• Records to use:
□ □ □ □ □
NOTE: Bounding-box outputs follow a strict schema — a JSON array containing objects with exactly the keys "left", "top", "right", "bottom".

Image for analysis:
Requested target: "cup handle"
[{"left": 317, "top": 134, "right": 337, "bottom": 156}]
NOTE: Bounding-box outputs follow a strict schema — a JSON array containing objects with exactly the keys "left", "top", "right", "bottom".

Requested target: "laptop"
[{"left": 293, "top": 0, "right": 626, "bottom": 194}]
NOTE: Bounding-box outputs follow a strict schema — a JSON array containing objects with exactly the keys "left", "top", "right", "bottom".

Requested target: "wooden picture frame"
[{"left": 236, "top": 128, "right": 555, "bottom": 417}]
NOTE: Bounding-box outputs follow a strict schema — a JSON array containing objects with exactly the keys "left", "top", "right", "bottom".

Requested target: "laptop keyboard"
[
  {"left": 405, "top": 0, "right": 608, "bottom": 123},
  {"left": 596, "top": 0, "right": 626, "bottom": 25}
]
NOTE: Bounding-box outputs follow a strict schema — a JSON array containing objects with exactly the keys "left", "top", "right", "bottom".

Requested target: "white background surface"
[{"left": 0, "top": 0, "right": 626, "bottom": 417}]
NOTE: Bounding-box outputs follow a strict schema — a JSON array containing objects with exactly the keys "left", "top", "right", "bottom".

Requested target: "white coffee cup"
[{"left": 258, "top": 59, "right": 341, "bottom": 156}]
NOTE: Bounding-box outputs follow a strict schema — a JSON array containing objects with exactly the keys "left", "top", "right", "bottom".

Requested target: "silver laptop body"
□ □ □ □ □
• Brief: Rewrite all of the material above, substituting "Object to locate" for every occurrence of "Requested target" and keeping everything else the same.

• Answer in full:
NOTE: Bounding-box outputs follow a strict schema — a JSON array containing objects with exactly the keys "left", "top", "right", "bottom".

Image for analysis:
Object to locate: "cup handle"
[{"left": 317, "top": 134, "right": 337, "bottom": 156}]
NOTE: Bounding-box outputs follow a strict schema — a JSON array containing objects with exactly the keys "left", "top", "right", "bottom".

Object to locate: "laptop"
[{"left": 293, "top": 0, "right": 626, "bottom": 194}]
NOTE: Bounding-box outputs follow a strict schema — a JSON array containing objects with exactly the keys "left", "top", "right", "bottom".

Object to locate: "wooden picture frame"
[{"left": 236, "top": 128, "right": 555, "bottom": 417}]
NOTE: Bounding-box outputs follow a strict schema — a JSON array containing objects with exactly the keys "left", "top", "right", "bottom".

Object to locate: "laptop keyboard"
[
  {"left": 405, "top": 0, "right": 608, "bottom": 123},
  {"left": 596, "top": 0, "right": 626, "bottom": 25}
]
NOTE: Bounding-box outputs follow a strict schema — a JSON array containing objects with exactly the keys "left", "top", "right", "bottom".

Object to locate: "white background surface"
[{"left": 0, "top": 0, "right": 626, "bottom": 417}]
NOTE: Bounding-box outputs follow a strict schema — a JSON array containing objects with exactly the keys "left", "top", "right", "bottom".

Object to locate: "white coffee cup"
[{"left": 258, "top": 59, "right": 341, "bottom": 156}]
NOTE: Bounding-box outputs follow a strict schema — a JSON array containing objects with exactly the keys "left", "top", "right", "bottom".

Object to locate: "silver laptop body"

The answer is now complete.